**TASK TO CARRY OUT**: Rewrite the records, requests included, starting at the line that contains "woman in this photo, one per instance." and ending at the end of the records, and leave the pictures out. Scale each answer coordinate by 1.75, rounding to whole numbers with halves going up.

**PROVIDED DATA**:

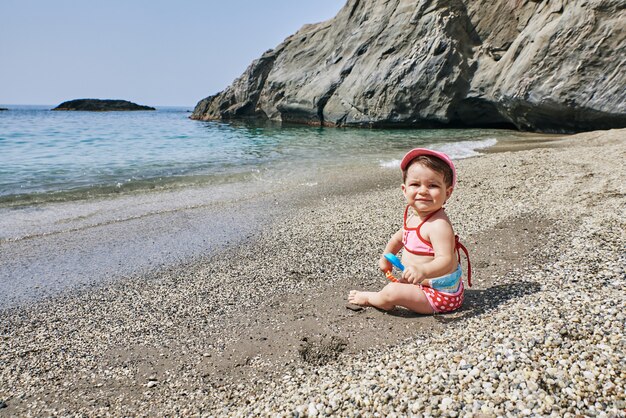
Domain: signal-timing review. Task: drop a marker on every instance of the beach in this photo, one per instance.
(260, 326)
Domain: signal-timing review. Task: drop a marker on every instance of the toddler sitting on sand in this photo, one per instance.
(431, 249)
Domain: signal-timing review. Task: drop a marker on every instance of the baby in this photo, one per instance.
(431, 249)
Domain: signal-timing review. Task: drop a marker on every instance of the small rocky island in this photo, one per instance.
(101, 105)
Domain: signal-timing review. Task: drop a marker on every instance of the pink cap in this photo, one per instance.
(416, 152)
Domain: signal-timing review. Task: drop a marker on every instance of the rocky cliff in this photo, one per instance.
(546, 65)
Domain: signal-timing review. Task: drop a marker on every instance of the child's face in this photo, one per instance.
(425, 189)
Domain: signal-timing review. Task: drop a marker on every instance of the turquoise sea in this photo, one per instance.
(50, 155)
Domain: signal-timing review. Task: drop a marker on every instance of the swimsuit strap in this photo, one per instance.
(406, 212)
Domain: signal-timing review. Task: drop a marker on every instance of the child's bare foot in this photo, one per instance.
(359, 298)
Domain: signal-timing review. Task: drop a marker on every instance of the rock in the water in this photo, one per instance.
(531, 65)
(100, 105)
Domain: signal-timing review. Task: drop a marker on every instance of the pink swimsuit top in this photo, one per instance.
(416, 244)
(413, 240)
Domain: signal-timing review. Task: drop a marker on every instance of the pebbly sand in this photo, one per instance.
(262, 328)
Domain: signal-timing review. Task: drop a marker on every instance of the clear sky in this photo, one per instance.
(152, 52)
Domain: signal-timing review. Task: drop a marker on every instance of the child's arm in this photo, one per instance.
(441, 236)
(393, 246)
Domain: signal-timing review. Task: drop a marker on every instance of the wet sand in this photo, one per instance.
(261, 325)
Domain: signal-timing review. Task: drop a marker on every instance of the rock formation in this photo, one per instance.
(546, 65)
(99, 105)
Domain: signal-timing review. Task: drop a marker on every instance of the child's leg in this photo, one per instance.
(394, 294)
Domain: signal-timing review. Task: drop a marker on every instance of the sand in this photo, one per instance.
(261, 327)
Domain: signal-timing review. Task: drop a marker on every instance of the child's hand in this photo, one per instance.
(413, 275)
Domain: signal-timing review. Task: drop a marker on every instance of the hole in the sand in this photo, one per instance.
(321, 350)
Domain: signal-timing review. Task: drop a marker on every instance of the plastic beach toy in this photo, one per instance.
(449, 283)
(396, 263)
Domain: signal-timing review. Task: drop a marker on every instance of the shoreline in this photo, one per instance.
(191, 336)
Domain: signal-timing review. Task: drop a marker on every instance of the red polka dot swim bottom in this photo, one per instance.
(442, 302)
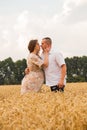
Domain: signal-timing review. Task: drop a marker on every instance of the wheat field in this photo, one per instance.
(44, 110)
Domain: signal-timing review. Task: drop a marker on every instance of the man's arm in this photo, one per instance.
(63, 74)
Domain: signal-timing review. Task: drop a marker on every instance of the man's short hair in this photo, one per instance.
(48, 39)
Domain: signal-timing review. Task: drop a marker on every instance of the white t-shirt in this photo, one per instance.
(53, 71)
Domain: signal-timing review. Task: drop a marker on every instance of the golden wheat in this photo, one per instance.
(44, 110)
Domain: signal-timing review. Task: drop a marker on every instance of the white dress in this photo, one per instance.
(34, 80)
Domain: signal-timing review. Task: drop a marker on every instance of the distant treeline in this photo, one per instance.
(13, 72)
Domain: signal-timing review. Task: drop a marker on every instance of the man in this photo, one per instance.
(56, 71)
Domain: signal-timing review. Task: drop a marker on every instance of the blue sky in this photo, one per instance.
(65, 21)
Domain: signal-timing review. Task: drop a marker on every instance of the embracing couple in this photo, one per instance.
(49, 67)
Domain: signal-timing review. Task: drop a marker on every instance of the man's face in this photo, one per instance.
(44, 44)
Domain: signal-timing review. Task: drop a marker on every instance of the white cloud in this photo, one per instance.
(68, 37)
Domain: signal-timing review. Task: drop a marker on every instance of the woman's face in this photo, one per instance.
(44, 44)
(37, 47)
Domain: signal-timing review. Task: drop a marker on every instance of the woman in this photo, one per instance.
(35, 78)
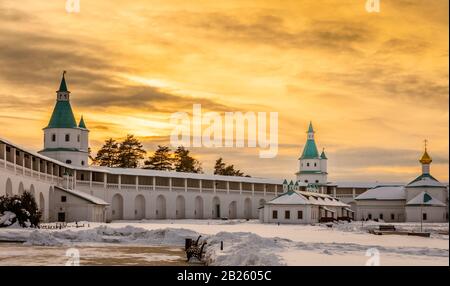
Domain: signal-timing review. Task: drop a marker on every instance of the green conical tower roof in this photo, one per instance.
(310, 150)
(62, 116)
(82, 124)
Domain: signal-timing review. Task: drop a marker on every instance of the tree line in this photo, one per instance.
(129, 153)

**EXERCISE SOLUTION**:
Domain: signal-timing review. Task: drop a marker on every instance of the woman in this photo, one per instance.
(61, 137)
Domain: signal-timing review. Task: drop a marker on every instance of the green conical tower roof in this photo, one per instance.
(543, 263)
(109, 203)
(144, 217)
Domain: signal-timing review. Task: drop a marker on every instance of the tree line in this photo, one per instance.
(226, 268)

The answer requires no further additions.